■ **The task**:
Please report every line in the data below that contains the word "helmet", copying each such line in full. Case counts when matching.

■ **Provided material**:

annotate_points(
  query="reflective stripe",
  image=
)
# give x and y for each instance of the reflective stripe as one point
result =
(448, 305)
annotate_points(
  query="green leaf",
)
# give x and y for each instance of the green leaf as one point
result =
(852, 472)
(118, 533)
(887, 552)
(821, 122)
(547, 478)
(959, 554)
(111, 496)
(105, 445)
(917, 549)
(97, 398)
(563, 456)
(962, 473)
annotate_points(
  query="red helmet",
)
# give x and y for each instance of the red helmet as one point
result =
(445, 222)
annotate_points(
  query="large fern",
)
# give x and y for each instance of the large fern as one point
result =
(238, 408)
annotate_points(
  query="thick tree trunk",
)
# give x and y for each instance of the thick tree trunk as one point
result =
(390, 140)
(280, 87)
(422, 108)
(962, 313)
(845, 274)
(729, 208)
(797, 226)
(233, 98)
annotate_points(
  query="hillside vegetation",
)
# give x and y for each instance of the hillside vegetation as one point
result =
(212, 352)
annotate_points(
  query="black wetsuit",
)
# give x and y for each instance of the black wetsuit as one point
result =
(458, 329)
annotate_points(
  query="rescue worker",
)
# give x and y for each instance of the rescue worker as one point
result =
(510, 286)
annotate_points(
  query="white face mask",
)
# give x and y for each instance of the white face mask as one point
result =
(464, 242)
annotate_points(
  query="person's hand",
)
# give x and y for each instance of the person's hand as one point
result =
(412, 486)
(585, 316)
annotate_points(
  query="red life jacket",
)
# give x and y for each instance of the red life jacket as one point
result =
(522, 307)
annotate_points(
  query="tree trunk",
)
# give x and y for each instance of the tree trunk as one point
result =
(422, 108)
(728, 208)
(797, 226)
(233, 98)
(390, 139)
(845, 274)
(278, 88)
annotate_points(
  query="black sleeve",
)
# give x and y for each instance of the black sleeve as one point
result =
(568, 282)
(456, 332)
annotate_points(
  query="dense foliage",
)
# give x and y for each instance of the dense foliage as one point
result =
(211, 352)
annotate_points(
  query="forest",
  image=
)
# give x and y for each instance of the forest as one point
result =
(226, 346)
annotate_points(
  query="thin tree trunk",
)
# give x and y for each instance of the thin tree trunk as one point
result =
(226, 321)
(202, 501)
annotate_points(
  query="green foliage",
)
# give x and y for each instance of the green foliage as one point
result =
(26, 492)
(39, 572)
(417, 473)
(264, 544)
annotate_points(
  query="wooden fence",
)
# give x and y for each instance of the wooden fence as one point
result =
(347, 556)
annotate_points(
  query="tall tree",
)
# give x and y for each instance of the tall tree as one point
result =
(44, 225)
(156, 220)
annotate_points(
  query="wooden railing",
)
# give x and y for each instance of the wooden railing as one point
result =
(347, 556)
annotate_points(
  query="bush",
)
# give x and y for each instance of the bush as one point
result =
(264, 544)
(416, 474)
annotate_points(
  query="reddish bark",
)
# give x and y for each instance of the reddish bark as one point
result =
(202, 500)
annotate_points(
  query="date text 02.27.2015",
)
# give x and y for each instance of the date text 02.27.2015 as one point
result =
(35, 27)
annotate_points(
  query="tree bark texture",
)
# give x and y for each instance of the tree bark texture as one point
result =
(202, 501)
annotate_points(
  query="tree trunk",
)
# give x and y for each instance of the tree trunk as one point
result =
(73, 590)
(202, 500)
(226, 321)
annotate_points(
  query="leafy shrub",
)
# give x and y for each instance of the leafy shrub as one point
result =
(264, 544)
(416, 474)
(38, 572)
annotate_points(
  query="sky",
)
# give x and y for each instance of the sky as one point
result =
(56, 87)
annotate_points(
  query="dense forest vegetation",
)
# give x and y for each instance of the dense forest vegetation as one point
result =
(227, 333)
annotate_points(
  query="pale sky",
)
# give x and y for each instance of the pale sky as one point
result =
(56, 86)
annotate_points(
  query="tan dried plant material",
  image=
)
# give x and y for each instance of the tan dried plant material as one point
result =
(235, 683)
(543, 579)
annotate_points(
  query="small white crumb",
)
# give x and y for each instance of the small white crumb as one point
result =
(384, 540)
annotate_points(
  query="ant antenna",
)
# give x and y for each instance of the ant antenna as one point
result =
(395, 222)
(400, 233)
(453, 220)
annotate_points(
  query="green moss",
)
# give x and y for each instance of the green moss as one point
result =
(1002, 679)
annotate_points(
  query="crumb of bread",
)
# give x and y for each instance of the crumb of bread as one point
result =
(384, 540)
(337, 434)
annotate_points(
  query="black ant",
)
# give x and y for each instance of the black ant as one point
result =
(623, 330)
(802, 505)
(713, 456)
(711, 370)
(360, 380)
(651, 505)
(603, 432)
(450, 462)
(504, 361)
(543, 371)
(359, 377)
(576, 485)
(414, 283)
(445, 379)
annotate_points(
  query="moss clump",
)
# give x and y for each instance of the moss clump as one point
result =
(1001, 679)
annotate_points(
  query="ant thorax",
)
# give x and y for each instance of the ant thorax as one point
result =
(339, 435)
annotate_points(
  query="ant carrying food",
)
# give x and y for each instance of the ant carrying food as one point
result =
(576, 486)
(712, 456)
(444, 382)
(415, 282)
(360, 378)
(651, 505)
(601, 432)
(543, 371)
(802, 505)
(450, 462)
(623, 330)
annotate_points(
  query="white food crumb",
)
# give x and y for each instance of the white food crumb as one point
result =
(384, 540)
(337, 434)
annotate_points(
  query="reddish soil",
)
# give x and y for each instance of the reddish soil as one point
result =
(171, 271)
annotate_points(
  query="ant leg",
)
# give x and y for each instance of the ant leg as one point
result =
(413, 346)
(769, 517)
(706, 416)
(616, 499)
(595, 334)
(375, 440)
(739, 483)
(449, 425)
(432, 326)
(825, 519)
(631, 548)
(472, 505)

■ **Expected answer**:
  query="red helmet",
# give x and y for each instance of the red helmet as one point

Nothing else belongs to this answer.